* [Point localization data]
=-=-=

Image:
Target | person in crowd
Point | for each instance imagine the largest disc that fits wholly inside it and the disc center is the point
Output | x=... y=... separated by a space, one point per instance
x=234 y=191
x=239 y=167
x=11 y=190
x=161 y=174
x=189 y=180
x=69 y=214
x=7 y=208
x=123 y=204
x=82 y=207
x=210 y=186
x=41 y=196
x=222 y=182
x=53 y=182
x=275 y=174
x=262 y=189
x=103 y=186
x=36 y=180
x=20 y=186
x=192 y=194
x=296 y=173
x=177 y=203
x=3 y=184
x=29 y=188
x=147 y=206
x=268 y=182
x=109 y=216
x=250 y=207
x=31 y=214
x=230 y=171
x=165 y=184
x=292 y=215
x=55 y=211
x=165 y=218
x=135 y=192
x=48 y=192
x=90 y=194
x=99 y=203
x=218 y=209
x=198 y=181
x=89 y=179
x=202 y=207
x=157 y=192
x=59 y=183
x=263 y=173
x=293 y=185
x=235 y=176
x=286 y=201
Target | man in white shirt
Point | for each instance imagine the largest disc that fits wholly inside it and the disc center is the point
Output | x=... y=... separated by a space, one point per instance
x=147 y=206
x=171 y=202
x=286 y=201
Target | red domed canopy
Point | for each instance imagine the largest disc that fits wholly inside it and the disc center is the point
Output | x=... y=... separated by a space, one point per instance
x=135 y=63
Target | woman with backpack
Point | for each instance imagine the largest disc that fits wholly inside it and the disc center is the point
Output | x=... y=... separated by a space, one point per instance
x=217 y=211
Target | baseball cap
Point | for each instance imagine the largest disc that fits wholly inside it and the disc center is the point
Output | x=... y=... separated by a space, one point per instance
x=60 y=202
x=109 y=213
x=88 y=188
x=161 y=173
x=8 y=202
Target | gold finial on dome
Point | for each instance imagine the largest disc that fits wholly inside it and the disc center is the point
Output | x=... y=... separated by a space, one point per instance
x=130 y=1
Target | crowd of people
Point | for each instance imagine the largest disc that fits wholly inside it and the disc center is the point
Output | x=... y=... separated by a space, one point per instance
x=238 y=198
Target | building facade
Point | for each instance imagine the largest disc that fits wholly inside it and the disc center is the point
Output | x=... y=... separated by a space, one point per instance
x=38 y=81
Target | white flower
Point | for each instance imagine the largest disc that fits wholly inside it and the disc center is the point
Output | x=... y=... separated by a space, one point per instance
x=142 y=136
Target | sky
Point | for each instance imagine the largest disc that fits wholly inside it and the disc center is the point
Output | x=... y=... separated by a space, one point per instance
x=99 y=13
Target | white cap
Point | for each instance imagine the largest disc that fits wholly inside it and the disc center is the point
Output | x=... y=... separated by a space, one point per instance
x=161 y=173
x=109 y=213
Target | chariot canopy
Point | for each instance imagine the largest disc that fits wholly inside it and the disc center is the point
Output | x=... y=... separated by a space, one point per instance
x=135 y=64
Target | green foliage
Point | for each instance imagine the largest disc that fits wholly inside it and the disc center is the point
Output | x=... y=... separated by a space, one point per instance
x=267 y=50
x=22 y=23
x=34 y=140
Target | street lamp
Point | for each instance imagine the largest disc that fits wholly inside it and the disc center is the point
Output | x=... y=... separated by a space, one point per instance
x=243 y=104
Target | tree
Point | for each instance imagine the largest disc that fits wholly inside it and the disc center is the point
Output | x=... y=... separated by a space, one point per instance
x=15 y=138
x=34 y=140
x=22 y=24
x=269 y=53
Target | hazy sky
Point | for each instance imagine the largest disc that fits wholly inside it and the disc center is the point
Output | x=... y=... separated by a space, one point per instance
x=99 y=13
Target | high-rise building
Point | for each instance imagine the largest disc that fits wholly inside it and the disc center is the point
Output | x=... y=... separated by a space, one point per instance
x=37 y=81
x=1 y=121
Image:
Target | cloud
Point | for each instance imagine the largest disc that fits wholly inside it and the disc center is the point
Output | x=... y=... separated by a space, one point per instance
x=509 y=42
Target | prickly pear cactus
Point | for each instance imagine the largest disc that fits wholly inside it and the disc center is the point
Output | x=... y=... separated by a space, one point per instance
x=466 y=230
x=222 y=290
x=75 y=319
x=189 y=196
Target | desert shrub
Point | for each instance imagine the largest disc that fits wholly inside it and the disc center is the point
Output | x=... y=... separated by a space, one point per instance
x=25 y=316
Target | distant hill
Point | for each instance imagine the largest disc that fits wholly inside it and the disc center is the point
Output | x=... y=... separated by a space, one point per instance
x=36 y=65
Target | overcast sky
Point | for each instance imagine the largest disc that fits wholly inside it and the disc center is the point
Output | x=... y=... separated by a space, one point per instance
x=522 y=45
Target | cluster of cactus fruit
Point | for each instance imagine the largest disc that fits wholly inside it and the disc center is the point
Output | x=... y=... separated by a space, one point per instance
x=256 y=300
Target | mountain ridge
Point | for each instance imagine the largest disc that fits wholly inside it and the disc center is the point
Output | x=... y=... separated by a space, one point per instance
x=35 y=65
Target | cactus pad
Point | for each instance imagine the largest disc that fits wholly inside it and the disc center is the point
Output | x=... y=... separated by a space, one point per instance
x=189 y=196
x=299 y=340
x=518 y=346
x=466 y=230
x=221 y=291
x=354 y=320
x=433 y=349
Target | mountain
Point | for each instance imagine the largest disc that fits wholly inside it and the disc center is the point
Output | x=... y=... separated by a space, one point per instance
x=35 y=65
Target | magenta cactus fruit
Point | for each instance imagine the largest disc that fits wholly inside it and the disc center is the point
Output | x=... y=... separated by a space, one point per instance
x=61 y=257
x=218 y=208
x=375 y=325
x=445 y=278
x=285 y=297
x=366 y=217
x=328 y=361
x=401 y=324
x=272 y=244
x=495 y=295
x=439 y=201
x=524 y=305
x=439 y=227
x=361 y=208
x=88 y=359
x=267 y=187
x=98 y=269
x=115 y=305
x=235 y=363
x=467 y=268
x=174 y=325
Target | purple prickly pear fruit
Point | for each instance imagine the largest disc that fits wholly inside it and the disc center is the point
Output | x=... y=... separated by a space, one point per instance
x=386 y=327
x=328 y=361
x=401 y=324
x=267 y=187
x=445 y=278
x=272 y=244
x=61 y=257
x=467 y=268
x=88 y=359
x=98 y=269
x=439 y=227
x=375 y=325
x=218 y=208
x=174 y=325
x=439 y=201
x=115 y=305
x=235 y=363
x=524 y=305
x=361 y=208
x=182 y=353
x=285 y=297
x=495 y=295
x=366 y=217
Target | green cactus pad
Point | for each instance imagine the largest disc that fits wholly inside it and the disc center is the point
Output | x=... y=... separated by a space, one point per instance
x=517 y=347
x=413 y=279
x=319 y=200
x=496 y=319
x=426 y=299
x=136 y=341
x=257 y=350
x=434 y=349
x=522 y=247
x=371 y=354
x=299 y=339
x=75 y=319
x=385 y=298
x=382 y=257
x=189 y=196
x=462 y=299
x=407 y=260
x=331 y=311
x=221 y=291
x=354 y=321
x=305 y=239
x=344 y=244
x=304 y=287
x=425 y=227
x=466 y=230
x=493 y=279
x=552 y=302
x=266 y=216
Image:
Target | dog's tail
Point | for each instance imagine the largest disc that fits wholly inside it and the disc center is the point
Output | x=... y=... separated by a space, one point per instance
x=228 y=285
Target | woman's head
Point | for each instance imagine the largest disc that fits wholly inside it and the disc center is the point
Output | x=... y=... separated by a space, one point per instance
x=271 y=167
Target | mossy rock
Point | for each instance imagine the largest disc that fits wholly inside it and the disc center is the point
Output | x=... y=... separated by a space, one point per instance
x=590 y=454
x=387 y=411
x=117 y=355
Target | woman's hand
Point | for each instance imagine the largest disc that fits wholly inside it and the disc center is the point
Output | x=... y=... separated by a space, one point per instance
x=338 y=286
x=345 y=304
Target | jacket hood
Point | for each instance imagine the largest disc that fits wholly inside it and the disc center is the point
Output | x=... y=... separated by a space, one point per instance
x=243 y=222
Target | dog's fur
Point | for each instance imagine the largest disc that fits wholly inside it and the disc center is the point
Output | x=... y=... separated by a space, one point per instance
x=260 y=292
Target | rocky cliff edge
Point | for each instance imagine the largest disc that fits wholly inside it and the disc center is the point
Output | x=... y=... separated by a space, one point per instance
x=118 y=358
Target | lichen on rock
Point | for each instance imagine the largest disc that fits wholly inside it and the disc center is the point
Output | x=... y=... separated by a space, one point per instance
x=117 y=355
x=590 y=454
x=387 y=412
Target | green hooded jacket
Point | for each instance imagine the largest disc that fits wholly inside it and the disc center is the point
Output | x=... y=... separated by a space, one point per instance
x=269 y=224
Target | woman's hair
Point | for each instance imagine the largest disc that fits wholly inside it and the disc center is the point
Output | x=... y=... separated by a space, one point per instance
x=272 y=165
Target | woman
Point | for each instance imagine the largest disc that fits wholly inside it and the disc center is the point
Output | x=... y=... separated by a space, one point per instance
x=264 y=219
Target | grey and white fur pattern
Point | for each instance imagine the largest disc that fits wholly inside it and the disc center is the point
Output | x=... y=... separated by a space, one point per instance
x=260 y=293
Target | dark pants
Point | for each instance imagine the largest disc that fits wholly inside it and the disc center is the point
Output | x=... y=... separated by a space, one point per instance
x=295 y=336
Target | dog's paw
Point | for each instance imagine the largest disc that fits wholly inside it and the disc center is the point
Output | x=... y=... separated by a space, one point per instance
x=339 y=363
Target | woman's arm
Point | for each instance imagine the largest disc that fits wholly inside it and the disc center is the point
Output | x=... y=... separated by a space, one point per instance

=-=-=

* [Your goal]
If a line in the records above contains the string "jacket", copy that line out.

* [Task response]
Target | jacket hood
Target | green hooded jacket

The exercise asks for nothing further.